_TASK TO COMPLETE_. Report each line of the data below that contains the word "woman", and copy it in full. Treat uppercase and lowercase letters as different.

_DATASET EXTRACT_.
━━━━━━━━

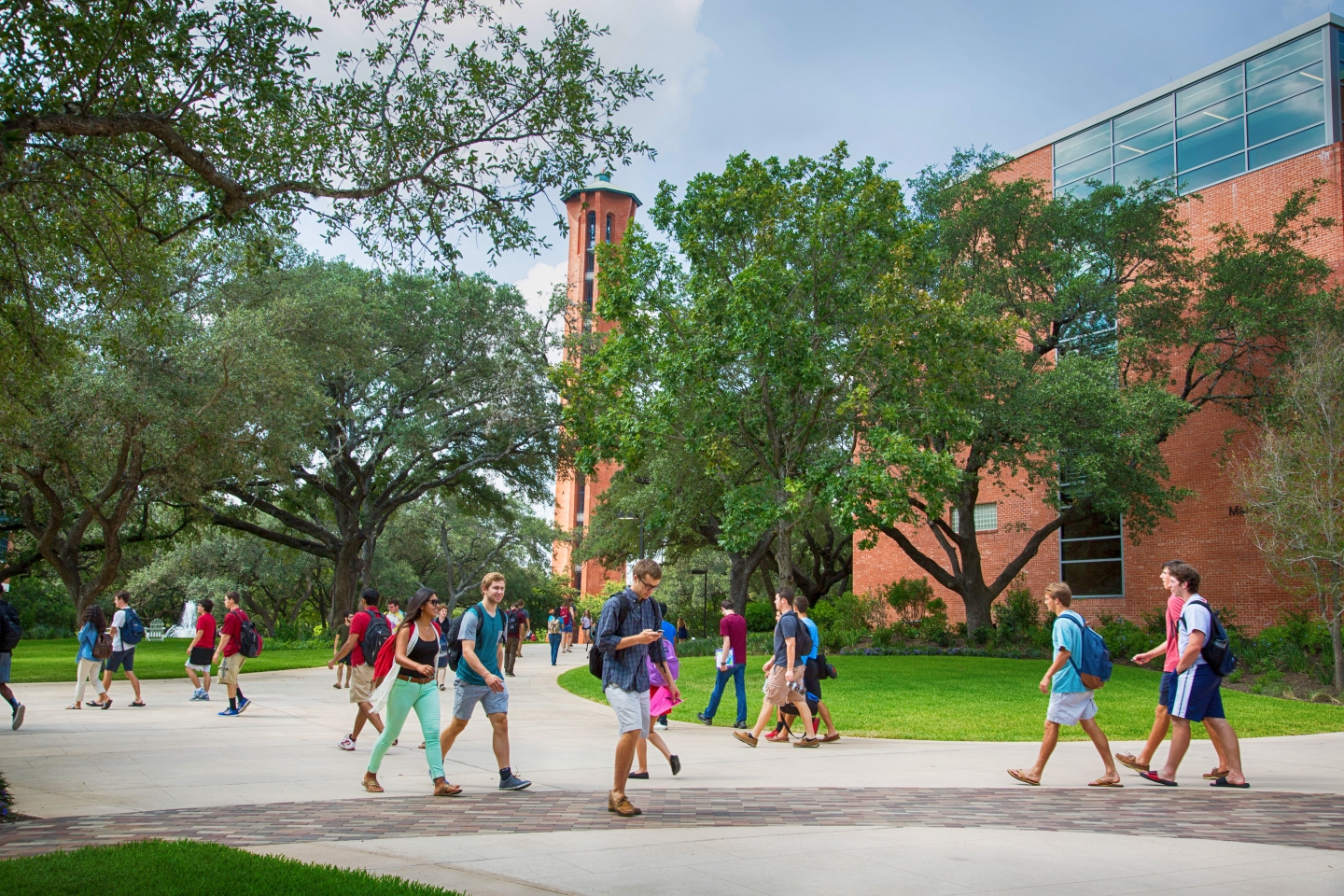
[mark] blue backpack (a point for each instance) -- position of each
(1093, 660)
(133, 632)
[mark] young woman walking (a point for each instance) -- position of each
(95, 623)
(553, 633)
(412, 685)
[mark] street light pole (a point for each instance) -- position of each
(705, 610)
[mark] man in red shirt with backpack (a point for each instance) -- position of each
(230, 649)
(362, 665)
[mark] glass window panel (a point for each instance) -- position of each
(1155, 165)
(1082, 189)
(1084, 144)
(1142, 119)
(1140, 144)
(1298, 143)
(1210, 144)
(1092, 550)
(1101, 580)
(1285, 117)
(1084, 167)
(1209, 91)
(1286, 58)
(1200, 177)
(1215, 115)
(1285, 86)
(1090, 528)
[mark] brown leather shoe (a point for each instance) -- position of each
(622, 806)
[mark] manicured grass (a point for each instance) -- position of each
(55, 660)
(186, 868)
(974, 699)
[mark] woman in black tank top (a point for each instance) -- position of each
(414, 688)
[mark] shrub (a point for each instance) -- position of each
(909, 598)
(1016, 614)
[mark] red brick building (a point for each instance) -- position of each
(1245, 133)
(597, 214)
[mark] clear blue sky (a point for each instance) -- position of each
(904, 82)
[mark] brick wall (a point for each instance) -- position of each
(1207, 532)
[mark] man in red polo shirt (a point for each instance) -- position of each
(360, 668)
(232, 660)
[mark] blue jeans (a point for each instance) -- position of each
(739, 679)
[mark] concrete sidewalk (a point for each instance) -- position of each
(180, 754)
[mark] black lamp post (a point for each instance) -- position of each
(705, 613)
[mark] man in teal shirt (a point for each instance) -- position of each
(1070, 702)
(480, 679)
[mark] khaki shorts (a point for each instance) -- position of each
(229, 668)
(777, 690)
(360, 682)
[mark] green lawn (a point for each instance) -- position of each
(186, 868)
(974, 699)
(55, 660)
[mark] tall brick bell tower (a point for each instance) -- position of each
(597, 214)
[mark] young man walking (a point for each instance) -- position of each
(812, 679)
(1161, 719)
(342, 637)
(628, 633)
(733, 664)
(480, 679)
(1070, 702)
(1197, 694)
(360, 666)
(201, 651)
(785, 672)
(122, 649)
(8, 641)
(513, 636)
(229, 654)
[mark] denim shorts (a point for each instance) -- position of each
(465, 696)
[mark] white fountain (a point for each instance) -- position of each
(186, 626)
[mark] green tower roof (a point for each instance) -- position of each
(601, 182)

━━━━━━━━

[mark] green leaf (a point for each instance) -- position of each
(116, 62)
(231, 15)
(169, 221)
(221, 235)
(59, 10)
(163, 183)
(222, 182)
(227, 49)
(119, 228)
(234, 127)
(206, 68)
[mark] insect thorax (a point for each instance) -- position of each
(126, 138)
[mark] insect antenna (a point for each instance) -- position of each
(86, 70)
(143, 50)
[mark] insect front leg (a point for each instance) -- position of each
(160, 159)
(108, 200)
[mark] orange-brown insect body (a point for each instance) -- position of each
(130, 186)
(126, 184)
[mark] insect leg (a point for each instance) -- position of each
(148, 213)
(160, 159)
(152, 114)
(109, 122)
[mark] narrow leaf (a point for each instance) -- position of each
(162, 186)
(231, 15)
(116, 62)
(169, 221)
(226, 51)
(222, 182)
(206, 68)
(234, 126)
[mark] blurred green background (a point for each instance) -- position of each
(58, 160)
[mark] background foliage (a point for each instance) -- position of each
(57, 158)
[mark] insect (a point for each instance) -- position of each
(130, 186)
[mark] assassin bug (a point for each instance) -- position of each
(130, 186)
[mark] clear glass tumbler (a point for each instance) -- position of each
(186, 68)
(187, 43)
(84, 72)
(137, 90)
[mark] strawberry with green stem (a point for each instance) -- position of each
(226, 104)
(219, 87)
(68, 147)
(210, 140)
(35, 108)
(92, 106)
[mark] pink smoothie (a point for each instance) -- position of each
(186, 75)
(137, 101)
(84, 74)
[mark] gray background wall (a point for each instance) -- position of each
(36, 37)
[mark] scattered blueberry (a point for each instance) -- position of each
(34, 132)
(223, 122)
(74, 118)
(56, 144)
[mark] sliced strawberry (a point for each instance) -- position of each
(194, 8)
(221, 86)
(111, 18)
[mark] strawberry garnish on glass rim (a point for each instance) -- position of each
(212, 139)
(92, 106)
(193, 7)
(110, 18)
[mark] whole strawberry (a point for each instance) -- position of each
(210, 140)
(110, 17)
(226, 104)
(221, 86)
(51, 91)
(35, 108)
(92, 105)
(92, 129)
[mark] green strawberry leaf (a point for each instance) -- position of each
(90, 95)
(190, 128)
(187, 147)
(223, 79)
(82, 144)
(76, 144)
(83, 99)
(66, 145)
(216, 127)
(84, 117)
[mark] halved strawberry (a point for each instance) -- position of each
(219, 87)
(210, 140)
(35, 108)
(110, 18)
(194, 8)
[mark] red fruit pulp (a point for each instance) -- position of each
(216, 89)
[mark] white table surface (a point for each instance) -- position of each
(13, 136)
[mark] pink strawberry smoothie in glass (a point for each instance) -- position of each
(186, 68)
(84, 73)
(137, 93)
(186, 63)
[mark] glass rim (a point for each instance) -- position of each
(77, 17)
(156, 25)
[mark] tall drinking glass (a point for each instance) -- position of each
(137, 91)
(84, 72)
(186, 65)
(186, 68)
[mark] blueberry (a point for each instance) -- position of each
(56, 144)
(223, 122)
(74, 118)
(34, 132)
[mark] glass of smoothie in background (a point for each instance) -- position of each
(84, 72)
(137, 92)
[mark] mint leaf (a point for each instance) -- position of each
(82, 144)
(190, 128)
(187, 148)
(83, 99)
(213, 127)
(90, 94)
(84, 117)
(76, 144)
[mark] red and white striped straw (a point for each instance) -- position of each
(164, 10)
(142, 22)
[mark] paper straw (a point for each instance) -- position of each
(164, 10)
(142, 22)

━━━━━━━━

_RESULT OF THIS EXERCISE_.
[mark] young woman walking (a point for each instance) -- position of each
[mark] woman in black tank top (a point for each instance) -- position of each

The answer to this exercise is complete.